"Guinnevere" is a song written by David Crosby in  1968. The song appears on Crosby, Stills & Nash's critically acclaimed eponymous debut album. The song is notable for its serene yet pointed melody and its unique lyrics, which compare Queen Guinevere to the object of the singer's affection, referred to as "m'lady".

Composition
In a Rolling Stone interview, Crosby remarked: "That is a very unusual song, it's in a very strange tuning (EBDGAD) with strange time signatures. It's about three women that I loved. One of whom was Christine Hinton - the girl who got killed who was my girlfriend - and one of whom was Joni Mitchell, and the other one is somebody that I can't tell. It might be my best song."

According to Robert Christgau, the song was based on a three-note motif from the 1960 Miles Davis album Sketches of Spain.

The album CSN (box set) contains a demo version of the song played by Crosby on guitar, Jack Casady of Jefferson Airplane on bass, and Cyrus Faryar of Modern Folk Quartet on bouzouki. In the liner notes, Crosby says of the song: "When all my friends were listening to Elvis and 1950s rock 'n' roll, I was listening to Chet Baker, Gerry Mulligan and West Coast jazz. Later I got involved with the folk music scene. After getting kicked out of the Byrds I didn't have a plan, but I went back to my roots, and "Guinnevere" is a combination of these two influences."

--- Data extract ---
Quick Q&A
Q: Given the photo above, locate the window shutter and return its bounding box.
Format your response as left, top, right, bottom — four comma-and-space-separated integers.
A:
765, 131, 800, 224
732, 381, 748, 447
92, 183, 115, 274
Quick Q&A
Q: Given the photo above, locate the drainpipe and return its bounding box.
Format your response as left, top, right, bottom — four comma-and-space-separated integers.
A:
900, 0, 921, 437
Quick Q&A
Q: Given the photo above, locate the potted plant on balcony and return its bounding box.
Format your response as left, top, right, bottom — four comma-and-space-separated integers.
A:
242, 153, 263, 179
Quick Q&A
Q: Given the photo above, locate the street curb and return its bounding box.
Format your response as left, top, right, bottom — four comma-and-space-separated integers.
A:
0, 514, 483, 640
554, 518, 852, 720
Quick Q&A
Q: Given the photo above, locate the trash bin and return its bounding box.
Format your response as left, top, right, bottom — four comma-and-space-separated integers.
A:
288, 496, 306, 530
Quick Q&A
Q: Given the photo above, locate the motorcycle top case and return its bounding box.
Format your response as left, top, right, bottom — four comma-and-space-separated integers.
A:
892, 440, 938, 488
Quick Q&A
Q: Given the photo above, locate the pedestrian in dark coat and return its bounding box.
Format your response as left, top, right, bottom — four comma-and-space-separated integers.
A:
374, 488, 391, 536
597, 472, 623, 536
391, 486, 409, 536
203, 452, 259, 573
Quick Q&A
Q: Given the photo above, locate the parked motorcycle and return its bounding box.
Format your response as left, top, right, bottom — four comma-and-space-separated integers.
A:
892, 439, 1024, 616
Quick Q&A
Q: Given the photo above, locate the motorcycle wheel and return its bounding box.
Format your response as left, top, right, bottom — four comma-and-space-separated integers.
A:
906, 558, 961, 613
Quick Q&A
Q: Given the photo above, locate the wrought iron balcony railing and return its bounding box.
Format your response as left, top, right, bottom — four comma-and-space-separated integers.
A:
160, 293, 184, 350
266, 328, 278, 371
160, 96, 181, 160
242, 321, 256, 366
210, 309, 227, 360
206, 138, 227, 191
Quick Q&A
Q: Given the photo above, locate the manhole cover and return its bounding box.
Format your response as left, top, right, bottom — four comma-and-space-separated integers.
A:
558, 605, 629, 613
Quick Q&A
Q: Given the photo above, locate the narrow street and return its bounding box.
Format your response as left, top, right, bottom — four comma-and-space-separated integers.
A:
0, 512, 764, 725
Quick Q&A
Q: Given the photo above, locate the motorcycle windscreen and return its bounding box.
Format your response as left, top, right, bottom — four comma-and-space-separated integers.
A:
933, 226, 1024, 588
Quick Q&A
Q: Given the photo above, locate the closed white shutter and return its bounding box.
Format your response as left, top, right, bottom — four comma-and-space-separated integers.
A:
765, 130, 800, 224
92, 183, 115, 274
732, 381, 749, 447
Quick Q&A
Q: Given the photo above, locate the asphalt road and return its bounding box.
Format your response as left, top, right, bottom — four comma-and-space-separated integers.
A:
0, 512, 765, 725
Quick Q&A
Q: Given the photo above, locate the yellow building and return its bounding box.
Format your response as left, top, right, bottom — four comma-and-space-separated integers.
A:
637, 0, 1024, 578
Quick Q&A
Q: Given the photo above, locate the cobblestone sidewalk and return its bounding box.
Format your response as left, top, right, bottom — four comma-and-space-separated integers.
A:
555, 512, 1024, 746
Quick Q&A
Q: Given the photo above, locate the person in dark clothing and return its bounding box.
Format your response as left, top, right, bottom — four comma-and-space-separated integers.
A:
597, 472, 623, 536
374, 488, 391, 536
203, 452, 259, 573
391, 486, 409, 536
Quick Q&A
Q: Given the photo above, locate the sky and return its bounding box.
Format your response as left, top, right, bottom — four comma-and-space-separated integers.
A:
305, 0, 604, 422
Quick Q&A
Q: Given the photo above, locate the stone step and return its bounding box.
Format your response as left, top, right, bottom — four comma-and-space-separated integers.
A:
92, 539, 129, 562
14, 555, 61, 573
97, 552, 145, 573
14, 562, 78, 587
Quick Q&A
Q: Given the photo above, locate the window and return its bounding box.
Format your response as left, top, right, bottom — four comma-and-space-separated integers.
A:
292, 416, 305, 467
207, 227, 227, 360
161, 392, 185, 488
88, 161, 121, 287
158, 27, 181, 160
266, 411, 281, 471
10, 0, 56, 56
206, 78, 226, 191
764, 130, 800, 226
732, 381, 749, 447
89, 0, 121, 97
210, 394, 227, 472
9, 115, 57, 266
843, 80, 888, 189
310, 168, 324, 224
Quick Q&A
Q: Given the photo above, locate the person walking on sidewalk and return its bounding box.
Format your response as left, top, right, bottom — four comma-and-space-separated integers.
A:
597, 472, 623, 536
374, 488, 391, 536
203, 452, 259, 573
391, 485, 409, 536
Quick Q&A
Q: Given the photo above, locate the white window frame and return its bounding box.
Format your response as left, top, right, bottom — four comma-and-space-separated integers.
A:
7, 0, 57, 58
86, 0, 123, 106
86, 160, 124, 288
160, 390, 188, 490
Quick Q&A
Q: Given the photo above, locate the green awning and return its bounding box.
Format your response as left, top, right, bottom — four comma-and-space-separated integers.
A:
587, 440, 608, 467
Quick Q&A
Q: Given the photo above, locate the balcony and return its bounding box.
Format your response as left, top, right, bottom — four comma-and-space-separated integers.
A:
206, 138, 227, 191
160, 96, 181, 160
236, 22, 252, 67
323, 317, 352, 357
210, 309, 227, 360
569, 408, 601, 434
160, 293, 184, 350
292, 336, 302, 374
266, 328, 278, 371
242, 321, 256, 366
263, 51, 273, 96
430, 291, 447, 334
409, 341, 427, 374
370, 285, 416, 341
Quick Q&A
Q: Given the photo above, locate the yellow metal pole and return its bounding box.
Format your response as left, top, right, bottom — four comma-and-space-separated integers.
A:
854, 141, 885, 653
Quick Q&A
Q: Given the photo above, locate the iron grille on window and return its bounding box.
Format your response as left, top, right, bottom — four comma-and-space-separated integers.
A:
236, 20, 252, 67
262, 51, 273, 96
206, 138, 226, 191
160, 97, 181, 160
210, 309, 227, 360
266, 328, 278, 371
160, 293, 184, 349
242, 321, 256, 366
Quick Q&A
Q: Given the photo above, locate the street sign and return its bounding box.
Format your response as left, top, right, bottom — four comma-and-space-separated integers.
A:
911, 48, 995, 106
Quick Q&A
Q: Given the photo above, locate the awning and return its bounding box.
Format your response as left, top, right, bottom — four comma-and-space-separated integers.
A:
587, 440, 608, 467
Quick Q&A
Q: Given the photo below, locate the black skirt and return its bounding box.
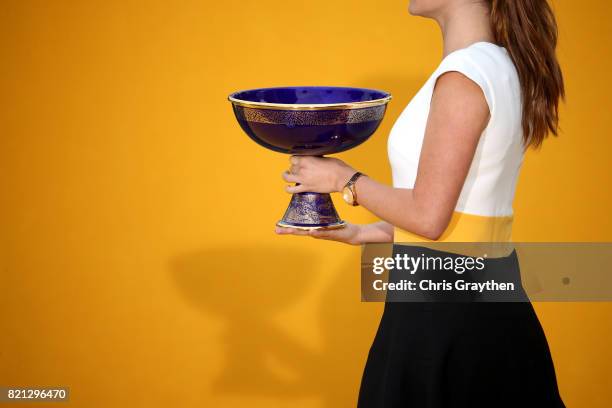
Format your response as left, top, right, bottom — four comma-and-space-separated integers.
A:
358, 245, 565, 408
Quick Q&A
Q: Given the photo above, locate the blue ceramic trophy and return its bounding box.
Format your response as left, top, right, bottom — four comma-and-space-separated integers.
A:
229, 86, 391, 230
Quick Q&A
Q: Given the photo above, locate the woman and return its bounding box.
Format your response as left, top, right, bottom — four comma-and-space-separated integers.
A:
277, 0, 564, 408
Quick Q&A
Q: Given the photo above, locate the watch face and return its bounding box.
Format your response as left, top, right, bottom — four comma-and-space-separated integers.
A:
342, 187, 353, 204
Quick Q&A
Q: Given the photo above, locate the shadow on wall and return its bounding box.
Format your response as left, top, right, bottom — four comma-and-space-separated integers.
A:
172, 244, 380, 408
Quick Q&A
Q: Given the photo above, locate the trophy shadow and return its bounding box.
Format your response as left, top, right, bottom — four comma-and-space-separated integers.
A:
171, 248, 381, 408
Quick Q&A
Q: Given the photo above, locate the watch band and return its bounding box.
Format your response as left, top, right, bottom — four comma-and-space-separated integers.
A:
344, 171, 365, 206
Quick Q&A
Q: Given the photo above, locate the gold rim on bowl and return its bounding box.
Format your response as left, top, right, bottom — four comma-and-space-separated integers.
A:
227, 92, 391, 110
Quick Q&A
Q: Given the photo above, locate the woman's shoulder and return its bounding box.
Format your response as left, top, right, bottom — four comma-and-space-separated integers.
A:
438, 42, 518, 81
434, 42, 520, 114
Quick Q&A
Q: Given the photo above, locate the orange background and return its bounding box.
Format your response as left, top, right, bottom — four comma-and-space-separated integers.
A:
0, 0, 612, 408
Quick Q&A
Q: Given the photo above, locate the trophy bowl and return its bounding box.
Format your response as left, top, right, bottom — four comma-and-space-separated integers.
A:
228, 86, 391, 230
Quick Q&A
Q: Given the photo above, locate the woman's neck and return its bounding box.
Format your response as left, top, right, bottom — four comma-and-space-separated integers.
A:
436, 2, 494, 57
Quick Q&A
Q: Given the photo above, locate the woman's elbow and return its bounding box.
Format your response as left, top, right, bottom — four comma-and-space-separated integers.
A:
415, 213, 450, 241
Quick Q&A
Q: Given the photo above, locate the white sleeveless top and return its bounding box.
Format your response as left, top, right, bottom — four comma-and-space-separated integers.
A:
388, 42, 524, 242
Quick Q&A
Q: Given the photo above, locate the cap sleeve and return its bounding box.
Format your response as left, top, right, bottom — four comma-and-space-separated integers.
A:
434, 49, 495, 116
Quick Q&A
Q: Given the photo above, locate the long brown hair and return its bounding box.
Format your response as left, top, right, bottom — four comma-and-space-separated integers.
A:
488, 0, 565, 147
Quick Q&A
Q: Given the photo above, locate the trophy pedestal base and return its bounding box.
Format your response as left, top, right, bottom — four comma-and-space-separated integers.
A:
276, 192, 346, 230
276, 221, 346, 231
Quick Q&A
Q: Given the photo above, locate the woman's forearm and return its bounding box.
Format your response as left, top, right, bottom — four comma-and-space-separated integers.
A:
355, 177, 450, 239
356, 221, 393, 244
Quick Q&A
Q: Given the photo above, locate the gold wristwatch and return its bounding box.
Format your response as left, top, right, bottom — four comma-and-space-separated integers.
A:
342, 172, 365, 206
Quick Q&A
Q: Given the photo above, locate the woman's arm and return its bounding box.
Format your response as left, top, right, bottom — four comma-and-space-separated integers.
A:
283, 72, 489, 239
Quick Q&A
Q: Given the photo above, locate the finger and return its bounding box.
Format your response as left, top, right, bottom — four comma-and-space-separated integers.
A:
289, 156, 302, 166
282, 171, 300, 183
310, 229, 335, 239
285, 184, 308, 194
275, 226, 308, 235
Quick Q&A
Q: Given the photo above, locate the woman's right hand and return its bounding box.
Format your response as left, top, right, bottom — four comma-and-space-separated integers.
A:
276, 223, 362, 245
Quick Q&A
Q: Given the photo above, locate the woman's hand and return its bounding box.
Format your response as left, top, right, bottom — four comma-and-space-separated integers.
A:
283, 156, 355, 194
276, 223, 363, 245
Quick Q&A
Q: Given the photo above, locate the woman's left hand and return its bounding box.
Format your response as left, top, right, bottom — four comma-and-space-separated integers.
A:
283, 156, 355, 194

--- Set task 1 ---
From the text about the song "Guinnevere," quote word for word the part that opens with the words containing "Composition" and closes with "Sketches of Spain.".
--- Set task 2 ---
Print the entries exactly, from their first line through the line containing "900, 0, 921, 437", with both of those lines included.

--- Correct answer 1 ---
Composition
In a Rolling Stone interview, Crosby remarked: "That is a very unusual song, it's in a very strange tuning (EBDGAD) with strange time signatures. It's about three women that I loved. One of whom was Christine Hinton - the girl who got killed who was my girlfriend - and one of whom was Joni Mitchell, and the other one is somebody that I can't tell. It might be my best song."

According to Robert Christgau, the song was based on a three-note motif from the 1960 Miles Davis album Sketches of Spain.

--- Correct answer 2 ---
Quick Q&A
Q: Given the photo above, locate the window shutter and return its bounding box.
Format your response as left, top, right, bottom — four comma-and-space-separated integers.
A:
765, 131, 800, 224
732, 381, 748, 447
92, 183, 115, 274
Quick Q&A
Q: Given the photo above, locate the drainpipe and return its bounding box.
Format your response as left, top, right, bottom — four comma-and-space-separated integers.
A:
900, 0, 921, 437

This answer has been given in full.